## [GIVEN ENTRIES]
+ + + + + + +
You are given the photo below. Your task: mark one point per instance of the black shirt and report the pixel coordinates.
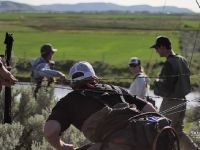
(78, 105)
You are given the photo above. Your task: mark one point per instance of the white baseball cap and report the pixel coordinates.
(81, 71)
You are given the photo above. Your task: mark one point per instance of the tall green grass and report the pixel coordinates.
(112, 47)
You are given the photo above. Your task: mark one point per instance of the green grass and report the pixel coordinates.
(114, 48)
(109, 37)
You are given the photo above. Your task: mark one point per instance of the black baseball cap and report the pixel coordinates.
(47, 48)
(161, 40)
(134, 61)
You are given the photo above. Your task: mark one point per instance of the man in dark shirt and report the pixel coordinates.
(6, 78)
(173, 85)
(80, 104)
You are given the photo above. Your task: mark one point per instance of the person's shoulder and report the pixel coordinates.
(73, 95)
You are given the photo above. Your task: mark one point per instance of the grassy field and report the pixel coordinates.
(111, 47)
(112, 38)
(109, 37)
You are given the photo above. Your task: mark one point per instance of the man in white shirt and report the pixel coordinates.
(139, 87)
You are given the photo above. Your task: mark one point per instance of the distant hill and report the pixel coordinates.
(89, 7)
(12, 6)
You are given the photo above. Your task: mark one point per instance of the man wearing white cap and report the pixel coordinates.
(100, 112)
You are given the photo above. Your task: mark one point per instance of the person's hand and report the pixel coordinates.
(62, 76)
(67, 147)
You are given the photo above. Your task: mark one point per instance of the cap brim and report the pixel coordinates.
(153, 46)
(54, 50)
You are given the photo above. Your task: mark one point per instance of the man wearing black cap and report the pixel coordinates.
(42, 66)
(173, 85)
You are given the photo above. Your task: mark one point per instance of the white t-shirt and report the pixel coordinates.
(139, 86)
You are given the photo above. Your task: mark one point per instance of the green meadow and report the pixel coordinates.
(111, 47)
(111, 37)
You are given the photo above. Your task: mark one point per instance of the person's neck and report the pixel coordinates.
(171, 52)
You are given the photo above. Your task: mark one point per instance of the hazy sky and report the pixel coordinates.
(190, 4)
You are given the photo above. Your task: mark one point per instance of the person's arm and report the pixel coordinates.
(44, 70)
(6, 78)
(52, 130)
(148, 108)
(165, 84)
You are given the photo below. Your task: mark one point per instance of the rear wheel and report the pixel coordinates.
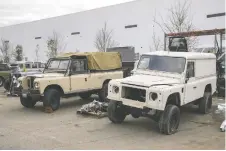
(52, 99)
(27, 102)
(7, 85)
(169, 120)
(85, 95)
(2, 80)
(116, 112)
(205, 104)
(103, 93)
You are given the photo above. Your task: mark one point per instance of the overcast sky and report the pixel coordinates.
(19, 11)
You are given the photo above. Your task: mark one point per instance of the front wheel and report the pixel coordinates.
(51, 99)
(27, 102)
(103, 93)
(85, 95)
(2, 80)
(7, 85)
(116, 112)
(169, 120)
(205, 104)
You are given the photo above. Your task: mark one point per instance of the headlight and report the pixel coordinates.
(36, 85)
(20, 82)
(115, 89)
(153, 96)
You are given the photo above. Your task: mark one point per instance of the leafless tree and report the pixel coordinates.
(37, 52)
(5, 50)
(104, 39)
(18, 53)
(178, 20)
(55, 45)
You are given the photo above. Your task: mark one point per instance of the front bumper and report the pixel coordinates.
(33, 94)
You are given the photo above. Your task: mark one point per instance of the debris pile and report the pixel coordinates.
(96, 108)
+ + + + + + +
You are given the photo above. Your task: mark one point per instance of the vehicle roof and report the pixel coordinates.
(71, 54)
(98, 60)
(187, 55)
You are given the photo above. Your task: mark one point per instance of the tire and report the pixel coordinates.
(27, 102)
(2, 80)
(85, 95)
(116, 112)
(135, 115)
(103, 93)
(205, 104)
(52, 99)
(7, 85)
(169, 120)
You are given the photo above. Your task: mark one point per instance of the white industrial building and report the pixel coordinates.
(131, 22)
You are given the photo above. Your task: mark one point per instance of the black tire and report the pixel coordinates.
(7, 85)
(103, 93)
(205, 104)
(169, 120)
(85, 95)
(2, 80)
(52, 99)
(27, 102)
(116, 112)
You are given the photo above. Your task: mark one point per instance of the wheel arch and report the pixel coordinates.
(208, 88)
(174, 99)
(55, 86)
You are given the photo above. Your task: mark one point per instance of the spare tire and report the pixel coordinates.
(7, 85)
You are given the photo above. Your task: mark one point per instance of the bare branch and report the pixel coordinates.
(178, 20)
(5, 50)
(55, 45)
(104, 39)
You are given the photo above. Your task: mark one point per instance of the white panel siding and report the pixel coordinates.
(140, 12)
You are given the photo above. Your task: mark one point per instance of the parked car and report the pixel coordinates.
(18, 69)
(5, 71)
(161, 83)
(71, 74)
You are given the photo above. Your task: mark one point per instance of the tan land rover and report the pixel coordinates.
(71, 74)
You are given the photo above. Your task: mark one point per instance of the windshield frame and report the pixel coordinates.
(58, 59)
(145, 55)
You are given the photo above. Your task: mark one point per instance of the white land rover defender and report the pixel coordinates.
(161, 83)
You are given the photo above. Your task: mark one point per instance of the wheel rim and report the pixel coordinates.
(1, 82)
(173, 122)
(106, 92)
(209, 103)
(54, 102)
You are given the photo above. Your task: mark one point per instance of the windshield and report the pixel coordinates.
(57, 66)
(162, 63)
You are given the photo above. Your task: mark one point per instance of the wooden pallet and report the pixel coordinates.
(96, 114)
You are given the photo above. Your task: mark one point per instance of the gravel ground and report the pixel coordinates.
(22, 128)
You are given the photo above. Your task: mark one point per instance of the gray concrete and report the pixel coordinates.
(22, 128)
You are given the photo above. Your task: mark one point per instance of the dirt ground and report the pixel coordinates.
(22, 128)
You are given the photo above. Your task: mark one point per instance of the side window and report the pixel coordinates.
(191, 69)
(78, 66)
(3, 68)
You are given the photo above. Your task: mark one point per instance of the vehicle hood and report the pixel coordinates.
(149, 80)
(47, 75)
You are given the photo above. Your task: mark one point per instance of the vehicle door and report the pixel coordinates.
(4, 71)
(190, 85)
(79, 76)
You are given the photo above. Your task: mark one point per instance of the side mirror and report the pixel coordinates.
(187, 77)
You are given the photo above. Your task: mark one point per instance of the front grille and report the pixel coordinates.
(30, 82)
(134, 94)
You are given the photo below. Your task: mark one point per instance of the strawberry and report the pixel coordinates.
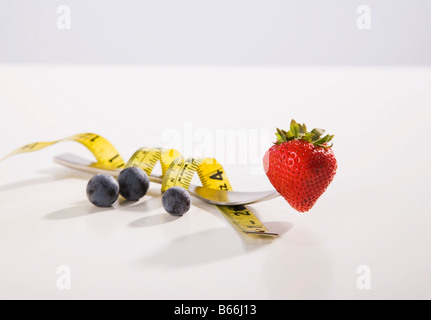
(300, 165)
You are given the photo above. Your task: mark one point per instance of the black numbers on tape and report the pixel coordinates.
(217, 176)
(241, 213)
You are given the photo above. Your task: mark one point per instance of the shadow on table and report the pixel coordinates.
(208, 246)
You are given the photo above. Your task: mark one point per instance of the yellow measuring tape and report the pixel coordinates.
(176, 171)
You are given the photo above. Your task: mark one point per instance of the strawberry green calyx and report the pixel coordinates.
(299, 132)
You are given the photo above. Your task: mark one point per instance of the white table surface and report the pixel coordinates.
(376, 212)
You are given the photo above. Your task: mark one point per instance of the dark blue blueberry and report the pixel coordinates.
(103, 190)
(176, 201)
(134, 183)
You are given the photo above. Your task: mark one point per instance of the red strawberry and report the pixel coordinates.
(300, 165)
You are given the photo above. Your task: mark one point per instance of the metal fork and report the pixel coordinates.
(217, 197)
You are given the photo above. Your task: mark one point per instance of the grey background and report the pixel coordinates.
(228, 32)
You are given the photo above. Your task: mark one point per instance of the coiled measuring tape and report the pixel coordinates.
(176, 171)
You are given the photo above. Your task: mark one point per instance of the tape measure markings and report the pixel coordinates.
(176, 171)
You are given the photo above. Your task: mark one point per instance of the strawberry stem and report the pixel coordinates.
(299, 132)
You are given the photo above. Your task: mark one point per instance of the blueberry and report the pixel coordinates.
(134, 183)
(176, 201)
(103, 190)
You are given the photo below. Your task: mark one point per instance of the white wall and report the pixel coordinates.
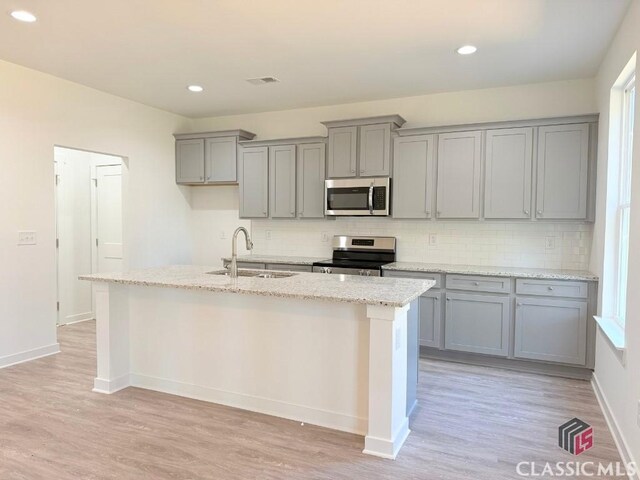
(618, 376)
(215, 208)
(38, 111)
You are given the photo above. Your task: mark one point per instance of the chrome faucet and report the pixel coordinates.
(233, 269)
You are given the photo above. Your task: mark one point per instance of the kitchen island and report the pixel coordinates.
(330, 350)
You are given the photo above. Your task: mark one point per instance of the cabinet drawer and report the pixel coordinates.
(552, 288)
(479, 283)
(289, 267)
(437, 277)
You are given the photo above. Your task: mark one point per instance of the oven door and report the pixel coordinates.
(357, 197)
+ + + + + + +
## [WHAT IS ASKED]
Find each line in the material above that contains the word "wearing", and copy those lines out in full.

## [OUTPUT FOR THIS TASK]
You are given the photo above. Your task: mark one point per instance of the man wearing white cap and report the pixel coordinates.
You are given the photo above. Your task: mark one point per instance of the man wearing black cap and report the pixel coordinates.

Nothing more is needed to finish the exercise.